■ Written problem
Reproduce, word for word, every line starting at the line that contains "trunk, written as integer pixel values." and ending with the final line of the entries.

■ Dataset excerpts
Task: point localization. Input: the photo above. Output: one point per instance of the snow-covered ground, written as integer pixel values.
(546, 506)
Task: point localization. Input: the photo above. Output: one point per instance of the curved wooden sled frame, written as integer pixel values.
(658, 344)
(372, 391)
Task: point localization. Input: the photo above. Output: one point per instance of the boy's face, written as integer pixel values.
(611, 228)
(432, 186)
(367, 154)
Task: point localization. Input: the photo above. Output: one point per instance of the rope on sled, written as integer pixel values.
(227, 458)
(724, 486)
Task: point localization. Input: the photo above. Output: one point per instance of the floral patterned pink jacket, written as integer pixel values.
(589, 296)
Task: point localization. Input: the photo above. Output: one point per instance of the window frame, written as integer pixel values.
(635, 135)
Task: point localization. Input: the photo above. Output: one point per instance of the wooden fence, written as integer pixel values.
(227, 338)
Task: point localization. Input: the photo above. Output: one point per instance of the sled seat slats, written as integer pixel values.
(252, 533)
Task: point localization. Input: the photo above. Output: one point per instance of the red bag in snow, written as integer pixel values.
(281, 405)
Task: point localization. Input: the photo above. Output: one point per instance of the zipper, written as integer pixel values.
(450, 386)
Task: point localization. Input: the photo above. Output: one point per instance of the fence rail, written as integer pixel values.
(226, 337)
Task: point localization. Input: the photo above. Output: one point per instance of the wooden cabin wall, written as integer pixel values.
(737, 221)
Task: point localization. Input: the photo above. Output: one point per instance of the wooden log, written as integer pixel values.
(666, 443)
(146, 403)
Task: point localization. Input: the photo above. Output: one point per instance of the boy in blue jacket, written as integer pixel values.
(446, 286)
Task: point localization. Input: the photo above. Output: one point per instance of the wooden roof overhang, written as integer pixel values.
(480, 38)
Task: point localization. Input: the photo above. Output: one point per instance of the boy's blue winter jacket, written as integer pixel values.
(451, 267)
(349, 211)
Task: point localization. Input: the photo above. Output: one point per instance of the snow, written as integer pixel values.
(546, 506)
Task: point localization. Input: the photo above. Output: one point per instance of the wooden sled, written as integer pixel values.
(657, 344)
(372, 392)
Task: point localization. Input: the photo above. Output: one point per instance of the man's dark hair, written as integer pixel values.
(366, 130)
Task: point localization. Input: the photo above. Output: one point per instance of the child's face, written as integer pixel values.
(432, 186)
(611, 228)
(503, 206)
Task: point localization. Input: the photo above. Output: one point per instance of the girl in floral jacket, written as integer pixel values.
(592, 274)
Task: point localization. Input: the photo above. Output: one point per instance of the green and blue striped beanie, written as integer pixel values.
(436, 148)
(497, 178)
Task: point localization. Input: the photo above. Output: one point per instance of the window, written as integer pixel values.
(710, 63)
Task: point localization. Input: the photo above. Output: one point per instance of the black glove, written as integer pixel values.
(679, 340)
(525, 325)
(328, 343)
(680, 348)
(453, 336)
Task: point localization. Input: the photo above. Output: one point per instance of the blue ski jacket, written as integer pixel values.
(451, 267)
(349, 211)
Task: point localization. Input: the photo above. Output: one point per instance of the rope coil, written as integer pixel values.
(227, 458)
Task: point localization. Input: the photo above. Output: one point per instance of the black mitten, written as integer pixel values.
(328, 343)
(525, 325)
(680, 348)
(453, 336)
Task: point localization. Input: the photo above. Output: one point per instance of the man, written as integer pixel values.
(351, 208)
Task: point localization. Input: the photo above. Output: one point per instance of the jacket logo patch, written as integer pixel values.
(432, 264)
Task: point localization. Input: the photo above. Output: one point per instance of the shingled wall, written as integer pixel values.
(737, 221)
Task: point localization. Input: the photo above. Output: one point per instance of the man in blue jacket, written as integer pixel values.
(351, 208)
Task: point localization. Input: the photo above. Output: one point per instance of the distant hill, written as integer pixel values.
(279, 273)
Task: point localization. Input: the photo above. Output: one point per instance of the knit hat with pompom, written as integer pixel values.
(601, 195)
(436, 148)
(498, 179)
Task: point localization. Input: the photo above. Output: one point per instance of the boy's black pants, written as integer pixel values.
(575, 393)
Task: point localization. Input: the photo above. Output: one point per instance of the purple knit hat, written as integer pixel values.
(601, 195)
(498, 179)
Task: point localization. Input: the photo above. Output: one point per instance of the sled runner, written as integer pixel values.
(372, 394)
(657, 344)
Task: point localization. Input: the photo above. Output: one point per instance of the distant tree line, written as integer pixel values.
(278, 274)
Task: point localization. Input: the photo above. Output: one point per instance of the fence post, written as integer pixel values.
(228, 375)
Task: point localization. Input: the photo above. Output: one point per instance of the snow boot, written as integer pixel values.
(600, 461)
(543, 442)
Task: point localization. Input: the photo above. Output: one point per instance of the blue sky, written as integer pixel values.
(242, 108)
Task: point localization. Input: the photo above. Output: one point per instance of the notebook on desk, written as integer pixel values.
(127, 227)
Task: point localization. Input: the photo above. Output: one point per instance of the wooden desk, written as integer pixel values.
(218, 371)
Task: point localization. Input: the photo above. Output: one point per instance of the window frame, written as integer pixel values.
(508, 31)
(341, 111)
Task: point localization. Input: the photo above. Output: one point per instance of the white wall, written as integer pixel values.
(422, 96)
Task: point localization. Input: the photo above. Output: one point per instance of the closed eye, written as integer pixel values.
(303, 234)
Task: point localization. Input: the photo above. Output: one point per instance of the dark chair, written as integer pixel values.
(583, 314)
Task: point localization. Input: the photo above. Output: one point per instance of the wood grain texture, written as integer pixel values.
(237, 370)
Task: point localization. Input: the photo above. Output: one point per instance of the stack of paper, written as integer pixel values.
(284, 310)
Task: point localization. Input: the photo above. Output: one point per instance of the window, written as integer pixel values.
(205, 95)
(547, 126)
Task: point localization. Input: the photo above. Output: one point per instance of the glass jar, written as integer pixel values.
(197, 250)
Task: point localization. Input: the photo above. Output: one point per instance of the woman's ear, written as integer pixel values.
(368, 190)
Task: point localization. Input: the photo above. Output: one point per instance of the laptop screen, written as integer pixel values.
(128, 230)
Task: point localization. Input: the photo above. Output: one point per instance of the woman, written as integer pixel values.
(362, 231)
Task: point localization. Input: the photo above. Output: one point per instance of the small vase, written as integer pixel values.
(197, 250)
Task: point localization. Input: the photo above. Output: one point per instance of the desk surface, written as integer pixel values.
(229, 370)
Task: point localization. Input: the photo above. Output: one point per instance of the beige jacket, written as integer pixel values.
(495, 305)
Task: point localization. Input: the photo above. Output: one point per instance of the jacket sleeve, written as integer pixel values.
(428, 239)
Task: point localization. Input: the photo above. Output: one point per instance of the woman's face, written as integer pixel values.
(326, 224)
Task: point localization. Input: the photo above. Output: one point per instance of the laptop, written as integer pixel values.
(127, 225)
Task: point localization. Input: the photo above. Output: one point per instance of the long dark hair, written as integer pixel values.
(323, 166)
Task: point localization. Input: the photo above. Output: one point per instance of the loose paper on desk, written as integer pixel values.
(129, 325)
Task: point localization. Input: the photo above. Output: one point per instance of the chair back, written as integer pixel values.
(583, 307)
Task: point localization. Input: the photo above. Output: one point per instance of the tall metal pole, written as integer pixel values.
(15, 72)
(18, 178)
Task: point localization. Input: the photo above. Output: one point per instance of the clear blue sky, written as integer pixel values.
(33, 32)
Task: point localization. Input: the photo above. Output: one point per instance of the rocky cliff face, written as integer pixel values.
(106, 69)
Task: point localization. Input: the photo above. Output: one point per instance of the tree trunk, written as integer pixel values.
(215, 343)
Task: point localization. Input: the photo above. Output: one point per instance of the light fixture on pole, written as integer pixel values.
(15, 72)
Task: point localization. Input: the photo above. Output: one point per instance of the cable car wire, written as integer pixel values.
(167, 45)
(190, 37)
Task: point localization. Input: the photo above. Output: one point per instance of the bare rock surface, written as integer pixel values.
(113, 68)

■ Solution to the exercise
Task: point localization. Input: the photo above. Output: one point per instance of the tree trunk, written as integer pixel values.
(215, 343)
Task: point localization. Input: the photo above. Output: one point per instance of the light fixture on pole, written as integer pixel values.
(15, 72)
Task: point localization. Input: the photo above. Output: one point per instance of the cable car wire, written as integer pixel values.
(167, 45)
(190, 37)
Task: point localization. Input: the photo above. Output: one point per instance of the bare rock surface, written as integer pixel values.
(113, 68)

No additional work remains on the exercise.